SUPPLIED MATERIAL |
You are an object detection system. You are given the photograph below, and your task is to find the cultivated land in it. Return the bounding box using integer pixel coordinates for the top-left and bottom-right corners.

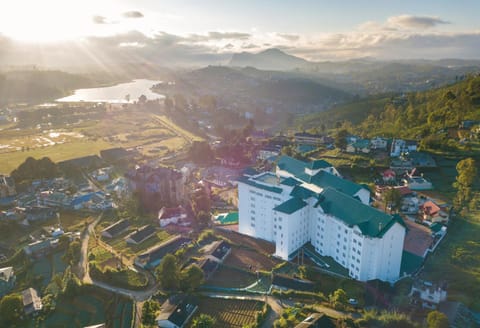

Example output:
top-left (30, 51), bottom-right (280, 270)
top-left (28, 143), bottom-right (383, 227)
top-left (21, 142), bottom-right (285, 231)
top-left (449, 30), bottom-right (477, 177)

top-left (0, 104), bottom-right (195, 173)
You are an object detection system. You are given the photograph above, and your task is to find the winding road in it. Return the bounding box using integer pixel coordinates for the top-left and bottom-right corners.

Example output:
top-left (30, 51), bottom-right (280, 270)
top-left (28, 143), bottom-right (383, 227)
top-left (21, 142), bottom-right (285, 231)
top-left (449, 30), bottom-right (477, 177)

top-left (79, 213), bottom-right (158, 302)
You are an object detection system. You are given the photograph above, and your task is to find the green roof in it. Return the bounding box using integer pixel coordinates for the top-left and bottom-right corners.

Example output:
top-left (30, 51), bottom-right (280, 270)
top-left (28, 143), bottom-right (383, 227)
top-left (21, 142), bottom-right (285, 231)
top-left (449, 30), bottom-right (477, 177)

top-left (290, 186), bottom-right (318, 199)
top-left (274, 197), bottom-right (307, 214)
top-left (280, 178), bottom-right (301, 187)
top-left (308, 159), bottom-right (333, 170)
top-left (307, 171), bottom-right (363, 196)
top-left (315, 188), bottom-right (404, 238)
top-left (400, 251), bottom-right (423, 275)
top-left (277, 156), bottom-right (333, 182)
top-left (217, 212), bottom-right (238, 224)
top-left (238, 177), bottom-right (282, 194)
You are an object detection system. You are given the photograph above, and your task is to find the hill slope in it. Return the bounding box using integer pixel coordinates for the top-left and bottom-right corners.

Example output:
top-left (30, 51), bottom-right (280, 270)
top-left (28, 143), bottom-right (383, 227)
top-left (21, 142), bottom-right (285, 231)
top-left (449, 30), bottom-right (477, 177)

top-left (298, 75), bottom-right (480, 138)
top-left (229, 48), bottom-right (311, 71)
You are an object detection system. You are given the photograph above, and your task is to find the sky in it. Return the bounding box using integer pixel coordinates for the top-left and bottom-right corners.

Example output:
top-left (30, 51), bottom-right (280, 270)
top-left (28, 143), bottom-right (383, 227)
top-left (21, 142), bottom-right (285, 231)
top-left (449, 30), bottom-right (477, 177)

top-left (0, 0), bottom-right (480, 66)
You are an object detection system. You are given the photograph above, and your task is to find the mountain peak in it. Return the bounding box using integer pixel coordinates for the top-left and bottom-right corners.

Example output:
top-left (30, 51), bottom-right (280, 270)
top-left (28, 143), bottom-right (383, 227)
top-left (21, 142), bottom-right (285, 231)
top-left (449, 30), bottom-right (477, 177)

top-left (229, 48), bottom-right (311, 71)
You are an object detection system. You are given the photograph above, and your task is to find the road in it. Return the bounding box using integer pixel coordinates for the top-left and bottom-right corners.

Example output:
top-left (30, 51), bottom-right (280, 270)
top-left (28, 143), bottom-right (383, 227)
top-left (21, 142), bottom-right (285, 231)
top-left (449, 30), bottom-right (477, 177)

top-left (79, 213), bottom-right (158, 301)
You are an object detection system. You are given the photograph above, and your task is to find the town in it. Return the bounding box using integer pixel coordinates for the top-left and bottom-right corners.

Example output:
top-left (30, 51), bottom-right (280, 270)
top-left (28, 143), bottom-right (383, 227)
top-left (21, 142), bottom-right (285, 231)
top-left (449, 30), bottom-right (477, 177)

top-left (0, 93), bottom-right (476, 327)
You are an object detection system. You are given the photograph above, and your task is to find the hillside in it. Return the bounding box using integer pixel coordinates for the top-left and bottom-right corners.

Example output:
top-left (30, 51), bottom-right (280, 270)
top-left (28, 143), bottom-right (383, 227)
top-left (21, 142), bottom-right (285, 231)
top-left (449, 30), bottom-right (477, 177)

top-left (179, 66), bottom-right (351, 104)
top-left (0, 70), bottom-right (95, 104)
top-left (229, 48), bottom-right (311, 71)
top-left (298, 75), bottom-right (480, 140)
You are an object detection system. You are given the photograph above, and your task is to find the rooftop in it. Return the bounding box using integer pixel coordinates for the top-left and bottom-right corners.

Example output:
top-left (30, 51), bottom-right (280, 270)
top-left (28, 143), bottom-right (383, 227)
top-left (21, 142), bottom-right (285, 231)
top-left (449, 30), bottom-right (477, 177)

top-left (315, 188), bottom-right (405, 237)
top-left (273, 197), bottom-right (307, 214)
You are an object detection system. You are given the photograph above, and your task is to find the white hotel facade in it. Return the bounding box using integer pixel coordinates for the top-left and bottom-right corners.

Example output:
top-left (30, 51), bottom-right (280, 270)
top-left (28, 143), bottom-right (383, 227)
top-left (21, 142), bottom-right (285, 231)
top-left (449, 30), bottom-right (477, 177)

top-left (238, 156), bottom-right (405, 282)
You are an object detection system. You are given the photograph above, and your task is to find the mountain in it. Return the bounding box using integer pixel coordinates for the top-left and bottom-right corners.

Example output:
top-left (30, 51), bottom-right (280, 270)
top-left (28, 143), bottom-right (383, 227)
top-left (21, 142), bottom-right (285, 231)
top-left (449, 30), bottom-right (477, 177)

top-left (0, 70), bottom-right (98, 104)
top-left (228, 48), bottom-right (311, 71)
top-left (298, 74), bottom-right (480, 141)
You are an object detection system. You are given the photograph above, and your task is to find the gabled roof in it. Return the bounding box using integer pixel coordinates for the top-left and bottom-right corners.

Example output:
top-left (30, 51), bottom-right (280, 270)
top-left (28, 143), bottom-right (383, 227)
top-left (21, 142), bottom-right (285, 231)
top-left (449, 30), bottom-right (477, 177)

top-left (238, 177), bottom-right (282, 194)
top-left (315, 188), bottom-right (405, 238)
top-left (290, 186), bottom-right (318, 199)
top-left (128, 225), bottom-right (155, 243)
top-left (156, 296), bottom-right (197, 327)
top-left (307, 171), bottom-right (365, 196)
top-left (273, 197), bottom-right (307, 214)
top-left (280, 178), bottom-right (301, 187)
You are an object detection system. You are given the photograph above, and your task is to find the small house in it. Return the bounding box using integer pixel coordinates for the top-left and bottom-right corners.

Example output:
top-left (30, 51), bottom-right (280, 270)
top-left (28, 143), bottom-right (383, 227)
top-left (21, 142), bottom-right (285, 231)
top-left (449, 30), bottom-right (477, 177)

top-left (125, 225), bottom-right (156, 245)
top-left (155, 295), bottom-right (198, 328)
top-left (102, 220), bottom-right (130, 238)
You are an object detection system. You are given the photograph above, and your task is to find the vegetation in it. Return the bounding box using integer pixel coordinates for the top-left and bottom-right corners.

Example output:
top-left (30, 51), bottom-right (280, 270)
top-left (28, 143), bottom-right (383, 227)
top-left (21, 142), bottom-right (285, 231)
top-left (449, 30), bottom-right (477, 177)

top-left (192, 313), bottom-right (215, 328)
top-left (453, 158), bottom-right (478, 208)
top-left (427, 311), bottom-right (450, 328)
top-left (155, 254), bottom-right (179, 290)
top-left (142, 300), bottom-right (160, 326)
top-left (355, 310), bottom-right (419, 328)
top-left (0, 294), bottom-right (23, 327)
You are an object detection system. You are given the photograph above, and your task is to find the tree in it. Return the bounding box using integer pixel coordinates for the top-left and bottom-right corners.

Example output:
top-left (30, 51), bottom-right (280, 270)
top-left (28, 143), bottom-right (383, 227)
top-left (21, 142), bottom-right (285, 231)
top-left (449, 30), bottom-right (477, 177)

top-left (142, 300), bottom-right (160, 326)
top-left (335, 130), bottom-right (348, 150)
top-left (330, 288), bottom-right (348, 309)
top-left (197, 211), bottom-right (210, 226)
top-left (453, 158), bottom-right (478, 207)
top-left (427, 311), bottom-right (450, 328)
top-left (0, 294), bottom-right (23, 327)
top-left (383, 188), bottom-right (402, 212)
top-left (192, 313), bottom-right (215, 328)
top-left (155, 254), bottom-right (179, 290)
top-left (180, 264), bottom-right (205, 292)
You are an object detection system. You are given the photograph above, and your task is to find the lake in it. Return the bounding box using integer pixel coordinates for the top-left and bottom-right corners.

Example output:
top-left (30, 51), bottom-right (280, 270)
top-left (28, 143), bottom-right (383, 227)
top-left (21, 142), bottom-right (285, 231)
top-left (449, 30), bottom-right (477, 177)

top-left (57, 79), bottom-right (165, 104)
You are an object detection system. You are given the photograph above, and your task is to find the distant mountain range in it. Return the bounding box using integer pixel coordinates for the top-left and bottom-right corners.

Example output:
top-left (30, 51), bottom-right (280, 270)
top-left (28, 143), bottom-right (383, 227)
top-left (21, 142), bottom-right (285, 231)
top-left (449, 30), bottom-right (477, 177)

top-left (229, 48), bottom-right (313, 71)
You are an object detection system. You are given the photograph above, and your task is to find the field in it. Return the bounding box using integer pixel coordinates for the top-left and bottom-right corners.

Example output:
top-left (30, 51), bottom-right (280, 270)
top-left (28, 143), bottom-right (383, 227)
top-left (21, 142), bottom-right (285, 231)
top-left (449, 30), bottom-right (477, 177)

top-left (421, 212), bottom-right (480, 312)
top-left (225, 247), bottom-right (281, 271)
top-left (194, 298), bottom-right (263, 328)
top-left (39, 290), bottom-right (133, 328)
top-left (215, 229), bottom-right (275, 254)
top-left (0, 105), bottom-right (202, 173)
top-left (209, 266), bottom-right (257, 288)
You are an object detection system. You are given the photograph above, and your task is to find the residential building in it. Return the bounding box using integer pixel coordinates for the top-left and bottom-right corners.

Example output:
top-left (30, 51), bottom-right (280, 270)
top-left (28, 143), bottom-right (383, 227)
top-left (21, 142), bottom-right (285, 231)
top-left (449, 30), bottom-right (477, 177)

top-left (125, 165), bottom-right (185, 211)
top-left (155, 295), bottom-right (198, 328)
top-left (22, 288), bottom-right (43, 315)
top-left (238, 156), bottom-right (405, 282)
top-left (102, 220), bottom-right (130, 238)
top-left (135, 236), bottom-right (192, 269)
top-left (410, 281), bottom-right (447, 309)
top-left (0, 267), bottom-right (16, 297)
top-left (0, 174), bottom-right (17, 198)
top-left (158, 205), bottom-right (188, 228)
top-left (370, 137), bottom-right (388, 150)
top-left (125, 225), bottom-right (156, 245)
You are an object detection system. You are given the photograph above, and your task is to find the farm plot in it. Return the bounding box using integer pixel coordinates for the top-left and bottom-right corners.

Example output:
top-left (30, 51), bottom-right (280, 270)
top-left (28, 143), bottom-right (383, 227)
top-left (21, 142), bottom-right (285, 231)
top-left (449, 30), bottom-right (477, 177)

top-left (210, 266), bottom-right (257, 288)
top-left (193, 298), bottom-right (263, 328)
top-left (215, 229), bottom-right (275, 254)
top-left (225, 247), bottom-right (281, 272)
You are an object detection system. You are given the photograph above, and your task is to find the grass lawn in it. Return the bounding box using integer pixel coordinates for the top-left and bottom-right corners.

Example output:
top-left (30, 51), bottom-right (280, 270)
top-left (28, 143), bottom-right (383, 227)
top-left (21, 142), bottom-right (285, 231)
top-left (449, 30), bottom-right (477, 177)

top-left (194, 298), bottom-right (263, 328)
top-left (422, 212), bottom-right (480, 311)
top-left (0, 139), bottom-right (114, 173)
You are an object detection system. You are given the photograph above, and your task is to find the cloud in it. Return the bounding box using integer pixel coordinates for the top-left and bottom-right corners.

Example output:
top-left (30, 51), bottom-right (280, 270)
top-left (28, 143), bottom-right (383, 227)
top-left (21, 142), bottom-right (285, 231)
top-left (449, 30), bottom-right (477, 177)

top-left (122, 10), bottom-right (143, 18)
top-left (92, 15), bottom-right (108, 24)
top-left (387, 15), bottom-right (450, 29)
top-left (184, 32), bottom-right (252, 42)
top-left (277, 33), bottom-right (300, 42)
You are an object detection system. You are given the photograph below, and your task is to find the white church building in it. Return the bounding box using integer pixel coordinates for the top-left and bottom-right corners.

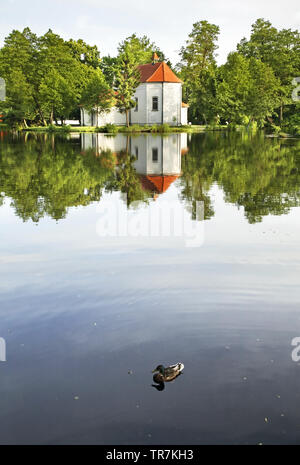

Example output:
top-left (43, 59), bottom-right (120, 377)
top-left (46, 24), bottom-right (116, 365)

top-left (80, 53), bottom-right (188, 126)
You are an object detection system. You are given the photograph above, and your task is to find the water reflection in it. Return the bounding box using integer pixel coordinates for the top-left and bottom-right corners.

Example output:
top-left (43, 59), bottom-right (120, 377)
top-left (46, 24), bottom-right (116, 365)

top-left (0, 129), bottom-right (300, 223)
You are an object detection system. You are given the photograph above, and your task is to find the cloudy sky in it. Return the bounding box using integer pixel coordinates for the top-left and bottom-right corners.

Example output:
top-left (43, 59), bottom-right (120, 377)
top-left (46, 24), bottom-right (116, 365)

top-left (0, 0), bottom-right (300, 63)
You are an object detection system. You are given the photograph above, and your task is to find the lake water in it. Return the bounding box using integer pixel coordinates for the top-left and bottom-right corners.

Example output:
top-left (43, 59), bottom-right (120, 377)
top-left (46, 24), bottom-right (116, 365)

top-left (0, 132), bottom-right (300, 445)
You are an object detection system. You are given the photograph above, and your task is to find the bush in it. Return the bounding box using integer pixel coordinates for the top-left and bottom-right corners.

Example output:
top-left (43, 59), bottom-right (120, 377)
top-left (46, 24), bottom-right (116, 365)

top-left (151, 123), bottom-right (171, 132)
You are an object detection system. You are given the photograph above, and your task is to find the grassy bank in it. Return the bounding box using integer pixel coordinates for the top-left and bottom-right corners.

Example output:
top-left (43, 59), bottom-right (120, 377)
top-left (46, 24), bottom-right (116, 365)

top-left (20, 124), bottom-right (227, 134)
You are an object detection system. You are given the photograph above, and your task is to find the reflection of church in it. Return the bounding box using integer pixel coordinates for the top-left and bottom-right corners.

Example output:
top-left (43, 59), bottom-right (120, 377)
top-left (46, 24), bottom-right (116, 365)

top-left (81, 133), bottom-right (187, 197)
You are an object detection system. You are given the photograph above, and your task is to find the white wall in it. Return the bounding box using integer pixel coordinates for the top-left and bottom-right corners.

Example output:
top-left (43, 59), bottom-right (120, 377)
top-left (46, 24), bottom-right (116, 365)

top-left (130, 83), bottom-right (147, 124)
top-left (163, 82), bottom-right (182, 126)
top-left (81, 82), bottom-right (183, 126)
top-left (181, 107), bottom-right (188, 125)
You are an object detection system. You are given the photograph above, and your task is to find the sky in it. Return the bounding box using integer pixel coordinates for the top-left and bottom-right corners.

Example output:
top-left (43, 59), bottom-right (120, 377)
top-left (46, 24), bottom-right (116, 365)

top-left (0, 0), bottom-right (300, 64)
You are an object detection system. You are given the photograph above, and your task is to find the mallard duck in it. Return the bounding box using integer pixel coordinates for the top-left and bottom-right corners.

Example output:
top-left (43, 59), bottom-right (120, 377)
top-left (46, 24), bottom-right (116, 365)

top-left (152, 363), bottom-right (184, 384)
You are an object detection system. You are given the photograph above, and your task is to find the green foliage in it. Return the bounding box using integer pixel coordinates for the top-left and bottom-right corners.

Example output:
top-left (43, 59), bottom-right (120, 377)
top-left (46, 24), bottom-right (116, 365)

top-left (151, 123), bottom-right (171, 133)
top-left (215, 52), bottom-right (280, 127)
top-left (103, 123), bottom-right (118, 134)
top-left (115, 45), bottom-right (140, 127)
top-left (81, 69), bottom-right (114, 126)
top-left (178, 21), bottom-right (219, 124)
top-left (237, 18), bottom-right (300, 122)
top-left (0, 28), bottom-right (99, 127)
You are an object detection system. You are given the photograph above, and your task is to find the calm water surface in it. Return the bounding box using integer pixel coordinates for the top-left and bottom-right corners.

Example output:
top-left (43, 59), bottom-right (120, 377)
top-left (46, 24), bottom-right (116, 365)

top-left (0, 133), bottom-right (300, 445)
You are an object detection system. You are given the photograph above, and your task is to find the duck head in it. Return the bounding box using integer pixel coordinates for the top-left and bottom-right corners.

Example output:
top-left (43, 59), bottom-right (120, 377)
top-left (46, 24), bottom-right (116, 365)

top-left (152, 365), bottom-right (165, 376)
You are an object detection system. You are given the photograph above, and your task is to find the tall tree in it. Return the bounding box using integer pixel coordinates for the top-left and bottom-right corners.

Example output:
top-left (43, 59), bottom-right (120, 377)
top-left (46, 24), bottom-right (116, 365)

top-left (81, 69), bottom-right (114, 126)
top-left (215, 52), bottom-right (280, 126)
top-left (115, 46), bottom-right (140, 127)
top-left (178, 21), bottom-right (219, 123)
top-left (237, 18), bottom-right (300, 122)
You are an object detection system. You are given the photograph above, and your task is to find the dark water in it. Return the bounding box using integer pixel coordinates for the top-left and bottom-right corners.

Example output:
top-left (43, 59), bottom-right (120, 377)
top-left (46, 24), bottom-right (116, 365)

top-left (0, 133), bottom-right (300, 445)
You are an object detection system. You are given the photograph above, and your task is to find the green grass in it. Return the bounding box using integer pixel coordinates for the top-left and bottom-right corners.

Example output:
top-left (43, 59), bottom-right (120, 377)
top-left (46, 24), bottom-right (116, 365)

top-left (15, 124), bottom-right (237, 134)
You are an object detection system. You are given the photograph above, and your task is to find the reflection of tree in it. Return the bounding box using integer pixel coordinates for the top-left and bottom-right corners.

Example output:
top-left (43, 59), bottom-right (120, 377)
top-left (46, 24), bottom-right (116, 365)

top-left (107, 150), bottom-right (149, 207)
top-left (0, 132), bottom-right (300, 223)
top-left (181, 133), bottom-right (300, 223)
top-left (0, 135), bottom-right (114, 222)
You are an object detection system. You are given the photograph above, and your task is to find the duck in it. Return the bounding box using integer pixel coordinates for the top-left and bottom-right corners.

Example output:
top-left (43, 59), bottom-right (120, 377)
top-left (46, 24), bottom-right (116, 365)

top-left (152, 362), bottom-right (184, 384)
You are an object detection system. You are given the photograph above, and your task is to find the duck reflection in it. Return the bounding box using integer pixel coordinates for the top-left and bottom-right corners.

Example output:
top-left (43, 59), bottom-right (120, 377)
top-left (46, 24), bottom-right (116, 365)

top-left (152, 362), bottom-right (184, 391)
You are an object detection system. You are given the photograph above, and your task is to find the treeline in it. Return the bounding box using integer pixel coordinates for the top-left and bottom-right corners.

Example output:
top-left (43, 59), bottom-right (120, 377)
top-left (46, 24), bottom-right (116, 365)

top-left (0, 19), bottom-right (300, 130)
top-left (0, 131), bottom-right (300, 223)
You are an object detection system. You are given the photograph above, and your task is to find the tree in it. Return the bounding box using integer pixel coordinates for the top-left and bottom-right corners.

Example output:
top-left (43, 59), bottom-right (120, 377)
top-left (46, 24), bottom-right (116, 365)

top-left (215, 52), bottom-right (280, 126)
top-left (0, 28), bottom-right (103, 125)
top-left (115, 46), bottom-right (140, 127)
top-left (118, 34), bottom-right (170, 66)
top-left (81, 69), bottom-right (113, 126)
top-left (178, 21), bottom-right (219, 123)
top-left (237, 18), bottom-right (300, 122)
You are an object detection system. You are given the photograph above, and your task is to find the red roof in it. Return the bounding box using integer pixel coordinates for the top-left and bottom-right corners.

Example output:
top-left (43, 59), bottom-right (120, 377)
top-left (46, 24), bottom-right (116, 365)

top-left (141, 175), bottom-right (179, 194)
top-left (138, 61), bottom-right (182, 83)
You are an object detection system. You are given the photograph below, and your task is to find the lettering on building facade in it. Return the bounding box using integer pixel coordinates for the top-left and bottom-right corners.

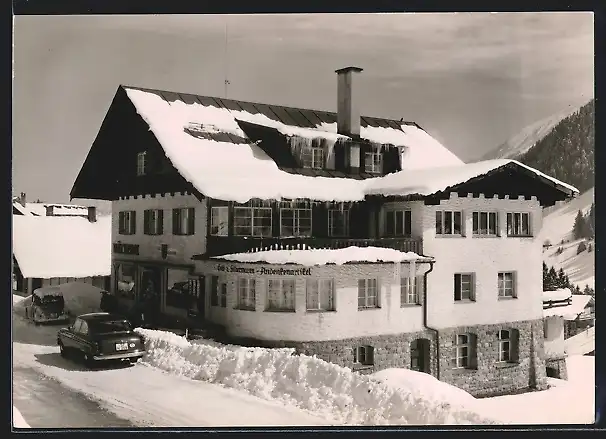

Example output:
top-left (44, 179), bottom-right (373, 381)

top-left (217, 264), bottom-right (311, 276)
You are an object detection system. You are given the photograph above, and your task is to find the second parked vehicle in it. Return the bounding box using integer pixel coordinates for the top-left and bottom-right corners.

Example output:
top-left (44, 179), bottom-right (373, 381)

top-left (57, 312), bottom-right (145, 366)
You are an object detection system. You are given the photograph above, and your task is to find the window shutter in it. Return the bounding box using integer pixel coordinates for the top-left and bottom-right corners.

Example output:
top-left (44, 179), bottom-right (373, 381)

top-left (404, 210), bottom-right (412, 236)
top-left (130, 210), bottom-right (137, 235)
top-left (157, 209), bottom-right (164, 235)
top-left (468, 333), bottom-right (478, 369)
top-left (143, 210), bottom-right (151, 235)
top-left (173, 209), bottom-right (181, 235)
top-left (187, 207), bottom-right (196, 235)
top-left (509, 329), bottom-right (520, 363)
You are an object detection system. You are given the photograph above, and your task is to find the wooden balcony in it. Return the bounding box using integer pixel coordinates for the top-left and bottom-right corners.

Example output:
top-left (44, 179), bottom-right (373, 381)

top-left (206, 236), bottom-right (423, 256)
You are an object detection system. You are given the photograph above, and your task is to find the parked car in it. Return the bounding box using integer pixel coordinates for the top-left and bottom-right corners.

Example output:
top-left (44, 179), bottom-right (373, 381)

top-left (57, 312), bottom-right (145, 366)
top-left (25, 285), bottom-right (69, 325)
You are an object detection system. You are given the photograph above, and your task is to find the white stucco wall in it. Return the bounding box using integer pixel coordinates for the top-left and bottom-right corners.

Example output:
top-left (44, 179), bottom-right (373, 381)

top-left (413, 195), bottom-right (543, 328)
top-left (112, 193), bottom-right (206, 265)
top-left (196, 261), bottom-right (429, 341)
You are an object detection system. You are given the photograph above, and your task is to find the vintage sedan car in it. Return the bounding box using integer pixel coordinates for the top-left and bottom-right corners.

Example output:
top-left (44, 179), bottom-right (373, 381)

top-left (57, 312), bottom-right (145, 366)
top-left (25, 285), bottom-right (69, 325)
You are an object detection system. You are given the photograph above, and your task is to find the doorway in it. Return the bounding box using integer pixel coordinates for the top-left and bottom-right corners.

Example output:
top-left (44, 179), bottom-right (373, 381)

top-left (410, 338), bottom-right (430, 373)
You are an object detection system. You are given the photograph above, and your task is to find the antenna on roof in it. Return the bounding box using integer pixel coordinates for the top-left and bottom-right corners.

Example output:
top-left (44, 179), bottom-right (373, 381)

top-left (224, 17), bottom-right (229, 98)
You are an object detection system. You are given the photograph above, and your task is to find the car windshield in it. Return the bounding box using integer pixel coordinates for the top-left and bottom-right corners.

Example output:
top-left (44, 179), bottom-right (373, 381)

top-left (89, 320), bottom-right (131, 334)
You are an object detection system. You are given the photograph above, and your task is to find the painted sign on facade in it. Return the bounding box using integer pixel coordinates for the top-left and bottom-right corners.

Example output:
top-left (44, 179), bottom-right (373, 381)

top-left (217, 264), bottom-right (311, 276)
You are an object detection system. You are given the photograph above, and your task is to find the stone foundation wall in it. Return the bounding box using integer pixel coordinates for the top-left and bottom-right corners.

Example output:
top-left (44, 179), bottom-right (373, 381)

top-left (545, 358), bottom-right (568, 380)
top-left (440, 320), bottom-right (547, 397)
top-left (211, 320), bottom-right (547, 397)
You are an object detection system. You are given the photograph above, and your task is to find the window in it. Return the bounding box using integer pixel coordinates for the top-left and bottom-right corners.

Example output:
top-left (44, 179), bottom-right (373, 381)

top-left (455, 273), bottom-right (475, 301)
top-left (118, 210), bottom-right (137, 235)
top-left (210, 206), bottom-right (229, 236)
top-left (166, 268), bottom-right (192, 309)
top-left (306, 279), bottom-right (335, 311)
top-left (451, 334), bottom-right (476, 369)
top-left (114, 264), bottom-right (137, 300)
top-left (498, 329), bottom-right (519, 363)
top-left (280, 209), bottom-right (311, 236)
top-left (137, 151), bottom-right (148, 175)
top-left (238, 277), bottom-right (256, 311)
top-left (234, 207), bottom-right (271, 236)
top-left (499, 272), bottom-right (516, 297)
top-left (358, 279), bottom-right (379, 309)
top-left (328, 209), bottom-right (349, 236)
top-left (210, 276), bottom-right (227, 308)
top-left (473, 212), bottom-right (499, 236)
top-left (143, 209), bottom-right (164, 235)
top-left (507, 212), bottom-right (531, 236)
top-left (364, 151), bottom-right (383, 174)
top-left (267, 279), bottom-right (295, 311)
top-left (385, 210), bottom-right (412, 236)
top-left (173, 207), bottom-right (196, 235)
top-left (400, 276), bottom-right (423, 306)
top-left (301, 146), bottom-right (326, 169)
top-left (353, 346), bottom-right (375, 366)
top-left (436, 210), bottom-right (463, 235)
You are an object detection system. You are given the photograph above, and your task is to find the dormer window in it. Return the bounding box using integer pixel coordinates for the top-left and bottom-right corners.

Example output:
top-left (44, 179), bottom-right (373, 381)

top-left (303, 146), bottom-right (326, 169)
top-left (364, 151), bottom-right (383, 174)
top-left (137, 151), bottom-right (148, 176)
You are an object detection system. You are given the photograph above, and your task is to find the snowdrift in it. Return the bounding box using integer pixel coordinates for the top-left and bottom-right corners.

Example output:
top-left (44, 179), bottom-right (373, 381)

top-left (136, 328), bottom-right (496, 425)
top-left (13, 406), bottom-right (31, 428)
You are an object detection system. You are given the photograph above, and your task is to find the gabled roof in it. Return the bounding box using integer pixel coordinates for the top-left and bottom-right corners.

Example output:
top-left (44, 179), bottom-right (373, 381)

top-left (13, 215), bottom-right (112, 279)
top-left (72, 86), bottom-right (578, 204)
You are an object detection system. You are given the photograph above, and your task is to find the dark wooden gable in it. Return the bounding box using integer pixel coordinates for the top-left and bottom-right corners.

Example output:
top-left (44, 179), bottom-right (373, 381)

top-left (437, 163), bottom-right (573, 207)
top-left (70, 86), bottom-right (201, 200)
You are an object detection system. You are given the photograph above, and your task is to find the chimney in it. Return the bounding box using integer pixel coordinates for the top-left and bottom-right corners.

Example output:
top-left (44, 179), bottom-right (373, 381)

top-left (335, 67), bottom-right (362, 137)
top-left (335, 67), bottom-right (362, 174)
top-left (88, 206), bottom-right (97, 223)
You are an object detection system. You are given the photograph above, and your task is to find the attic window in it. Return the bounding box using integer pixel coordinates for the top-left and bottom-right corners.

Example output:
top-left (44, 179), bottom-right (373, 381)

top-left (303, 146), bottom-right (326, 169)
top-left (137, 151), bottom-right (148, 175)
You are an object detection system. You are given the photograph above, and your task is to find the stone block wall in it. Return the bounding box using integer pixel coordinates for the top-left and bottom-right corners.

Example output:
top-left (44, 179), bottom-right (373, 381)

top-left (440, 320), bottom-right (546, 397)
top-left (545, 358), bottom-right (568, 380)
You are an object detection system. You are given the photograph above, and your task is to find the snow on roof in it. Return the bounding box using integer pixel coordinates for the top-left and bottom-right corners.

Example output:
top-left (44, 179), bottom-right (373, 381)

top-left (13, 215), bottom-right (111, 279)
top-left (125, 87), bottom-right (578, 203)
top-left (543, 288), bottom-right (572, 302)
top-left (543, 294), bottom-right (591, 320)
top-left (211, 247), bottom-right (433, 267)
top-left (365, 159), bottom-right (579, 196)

TASK TO COMPLETE | Pull out every line of the records that contains the word "road", treating uppercase and lowercase as distinct.

SOLUTION TO THIS PROBLEM |
You are an object detection system. You are given the photograph above, and your task is to find the winding road in it. Return the bounding box using integer pixel coordinates for the top-left and bottom-right corners.
You are an object detection system. You are given the photograph above, and your task is to find the road in it. Return the bounding box using integer pixel coordinates for the top-left and bottom-right corners.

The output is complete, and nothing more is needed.